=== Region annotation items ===
+ + + +

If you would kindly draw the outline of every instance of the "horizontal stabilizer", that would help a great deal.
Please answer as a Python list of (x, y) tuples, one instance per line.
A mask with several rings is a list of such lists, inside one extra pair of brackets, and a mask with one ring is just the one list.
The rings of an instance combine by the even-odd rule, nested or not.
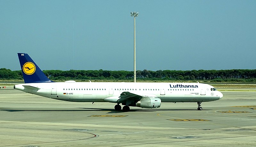
[(39, 88), (34, 87), (33, 86), (29, 85), (22, 85), (22, 86), (25, 88), (30, 89), (35, 89), (36, 90), (38, 90), (40, 89)]

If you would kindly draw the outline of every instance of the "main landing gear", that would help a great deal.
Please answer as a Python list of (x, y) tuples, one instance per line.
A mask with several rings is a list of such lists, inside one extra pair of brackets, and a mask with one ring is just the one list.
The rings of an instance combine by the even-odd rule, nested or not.
[(202, 102), (197, 102), (197, 105), (198, 107), (197, 108), (197, 110), (201, 110), (203, 109), (203, 108), (201, 107), (201, 103)]
[[(119, 104), (117, 104), (115, 106), (115, 109), (116, 111), (120, 111), (121, 108), (122, 107), (119, 105)], [(129, 111), (130, 110), (130, 108), (128, 106), (124, 106), (123, 107), (123, 110), (124, 111)]]

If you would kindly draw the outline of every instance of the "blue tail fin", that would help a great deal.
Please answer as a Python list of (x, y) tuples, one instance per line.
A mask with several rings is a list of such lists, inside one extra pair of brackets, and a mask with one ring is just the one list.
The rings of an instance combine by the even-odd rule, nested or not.
[(53, 82), (47, 78), (27, 54), (18, 53), (18, 57), (25, 83)]

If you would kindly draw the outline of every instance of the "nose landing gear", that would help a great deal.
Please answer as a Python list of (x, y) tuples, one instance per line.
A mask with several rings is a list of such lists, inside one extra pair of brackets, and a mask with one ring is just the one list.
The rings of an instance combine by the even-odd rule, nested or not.
[(198, 107), (197, 107), (197, 110), (203, 110), (203, 108), (201, 106), (201, 103), (202, 102), (197, 102), (197, 105)]

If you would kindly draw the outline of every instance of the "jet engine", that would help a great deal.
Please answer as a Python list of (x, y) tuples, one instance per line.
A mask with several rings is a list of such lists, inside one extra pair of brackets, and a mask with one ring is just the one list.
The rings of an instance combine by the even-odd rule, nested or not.
[(156, 108), (161, 106), (161, 99), (154, 97), (144, 98), (136, 103), (136, 107), (145, 108)]

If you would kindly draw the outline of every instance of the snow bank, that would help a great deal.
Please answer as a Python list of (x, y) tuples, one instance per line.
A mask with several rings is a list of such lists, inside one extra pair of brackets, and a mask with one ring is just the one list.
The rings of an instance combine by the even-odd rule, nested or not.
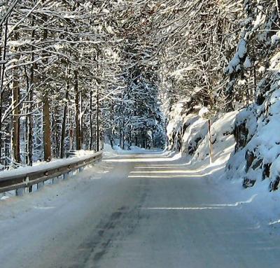
[(16, 169), (6, 170), (0, 172), (0, 179), (11, 176), (25, 175), (29, 173), (43, 171), (48, 169), (52, 169), (58, 168), (62, 165), (67, 165), (75, 163), (78, 161), (83, 161), (88, 159), (89, 157), (99, 155), (102, 152), (85, 153), (83, 152), (80, 156), (76, 156), (74, 157), (64, 158), (59, 160), (53, 160), (50, 162), (41, 162), (36, 163), (33, 167), (23, 167)]
[[(234, 150), (235, 140), (233, 135), (235, 118), (237, 111), (220, 113), (217, 115), (211, 126), (211, 141), (212, 143), (212, 162), (225, 162)], [(208, 129), (206, 129), (208, 133)], [(205, 129), (203, 129), (203, 134)], [(195, 161), (207, 160), (210, 162), (209, 136), (204, 134), (204, 139), (195, 152), (193, 160)]]
[(227, 177), (241, 178), (244, 187), (268, 179), (270, 189), (276, 190), (280, 181), (279, 80), (278, 73), (263, 79), (255, 103), (237, 118), (237, 143), (227, 163)]

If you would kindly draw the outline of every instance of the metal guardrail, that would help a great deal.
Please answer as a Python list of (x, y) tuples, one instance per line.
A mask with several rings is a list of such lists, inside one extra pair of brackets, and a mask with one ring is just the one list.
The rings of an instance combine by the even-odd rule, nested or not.
[[(68, 176), (69, 172), (79, 169), (88, 164), (95, 162), (102, 158), (102, 152), (99, 152), (88, 157), (85, 157), (76, 162), (71, 162), (58, 167), (51, 167), (43, 165), (39, 169), (36, 167), (31, 167), (27, 173), (1, 176), (0, 172), (0, 193), (18, 190), (21, 188), (30, 188), (32, 185), (44, 182), (46, 181), (64, 175), (64, 178)], [(47, 165), (46, 165), (47, 166)], [(32, 171), (32, 168), (34, 171)], [(18, 169), (20, 170), (20, 169)], [(5, 171), (2, 171), (5, 173)]]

+ + + +

=== Exercise details ===
Output all of the data exactly as it stands, minus any images.

=== Expected answer ===
If you would kindly draw the outline of every instance of the "horizontal stabilizer", that would help a great deal.
Please answer as a Python list of (x, y) tuples, one instance per line.
A mask with several rings is a list of such lists, inside one extra pair of brackets, and a mask with one ring is just the one list.
The rings of an instance combine by the even-odd rule, nested or not.
[(39, 88), (34, 87), (33, 86), (29, 85), (22, 85), (22, 86), (25, 88), (30, 89), (35, 89), (36, 90), (38, 90), (40, 89)]

If you would kindly draw the outline of every instance of the "main landing gear", that would help a great deal.
Please answer as a Python list of (x, y) tuples, one instance per line.
A mask with several rings is a list of such lists, inside one extra pair of brackets, and a mask with one ring is just the one list.
The rings of an instance combine by the even-odd rule, nested or not.
[(202, 102), (197, 102), (197, 105), (198, 107), (197, 108), (197, 110), (201, 110), (203, 109), (203, 108), (201, 107), (201, 103)]
[[(119, 104), (117, 104), (115, 106), (115, 109), (116, 111), (120, 111), (121, 108), (122, 107), (119, 105)], [(129, 111), (130, 110), (130, 108), (128, 106), (124, 106), (123, 107), (123, 110), (124, 111)]]

If you would kindly draw the outline of every instance of the "blue tail fin", that would help a great deal.
Please answer as a Python list of (x, y) tuples, one instance per line.
A mask with several rings is a list of such lists, inside one extra pair of brackets, and a mask with one ring is just the one list.
The rings of an instance combine by the even-odd rule, nested or not.
[(53, 82), (47, 78), (27, 54), (18, 53), (18, 57), (25, 83)]

If you would kindly draw the outline of every instance of the "nose landing gear", that would help a great deal.
Please answer as a Python list of (x, y) tuples, one instance per line.
A mask with several rings is a list of such lists, inside one extra pair of brackets, and a mask with one ring is just the one list.
The rings of an instance combine by the even-odd rule, nested or not.
[(198, 107), (197, 107), (197, 110), (203, 110), (203, 108), (201, 106), (201, 103), (202, 102), (197, 102), (197, 105)]

If you would kindly draw the outline of every instance of the "jet engine", that would help a great deal.
Please answer as a Python list of (x, y) tuples, one instance per line.
A mask with several rings is a list of such lists, inside one extra pair of brackets, and a mask with one ring is just the one list.
The rings of an instance combine by the even-odd rule, nested or not.
[(156, 108), (161, 106), (161, 99), (154, 97), (144, 98), (136, 103), (136, 107), (145, 108)]

If you would kindly draw the outline of every instance of the snow bank, that would help a great deal.
Please answer as a Python list of (x, y) tuples, one instance per line.
A mask with several rings is a list of such lists, inside one extra pair of brackets, and a mask with one ring is just the one list.
The rings of an instance combine by the even-odd rule, nested or not.
[(16, 169), (6, 170), (0, 172), (0, 179), (11, 176), (25, 175), (29, 173), (43, 171), (48, 169), (52, 169), (58, 168), (62, 165), (67, 165), (75, 163), (78, 161), (83, 161), (88, 159), (89, 157), (99, 155), (102, 152), (85, 153), (83, 152), (80, 156), (76, 156), (74, 157), (64, 158), (59, 160), (53, 160), (50, 162), (41, 162), (36, 163), (33, 167), (23, 167)]
[[(234, 150), (235, 140), (233, 135), (235, 118), (237, 111), (220, 113), (217, 115), (211, 126), (211, 141), (212, 143), (212, 162), (225, 162)], [(208, 129), (206, 129), (208, 133)], [(205, 129), (203, 129), (203, 134)], [(195, 161), (207, 160), (210, 162), (209, 136), (204, 134), (204, 139), (195, 152), (193, 160)]]
[(227, 177), (241, 178), (244, 187), (268, 179), (270, 189), (276, 190), (280, 181), (279, 80), (278, 73), (263, 79), (255, 103), (237, 118), (237, 143), (227, 163)]

If you would kindly draw the outline of every instance of the metal guardrail, that would help a great deal.
Please answer as a Python list of (x, y) tuples, one instance per line.
A mask with several rings is a list of such lists, inside one extra pair of brackets, and a mask with one ring is just the one list.
The rings of an instance combine by the even-odd rule, nested or not.
[[(68, 176), (69, 172), (79, 169), (88, 164), (95, 162), (102, 158), (102, 152), (99, 152), (88, 157), (85, 157), (76, 162), (71, 162), (58, 167), (51, 167), (43, 165), (39, 169), (36, 167), (31, 167), (27, 173), (1, 176), (0, 172), (0, 193), (18, 190), (21, 188), (30, 188), (32, 185), (44, 182), (46, 181), (64, 175), (64, 178)], [(47, 165), (46, 165), (47, 166)], [(32, 171), (32, 168), (34, 171)], [(18, 169), (20, 170), (20, 169)], [(5, 171), (2, 171), (5, 173)]]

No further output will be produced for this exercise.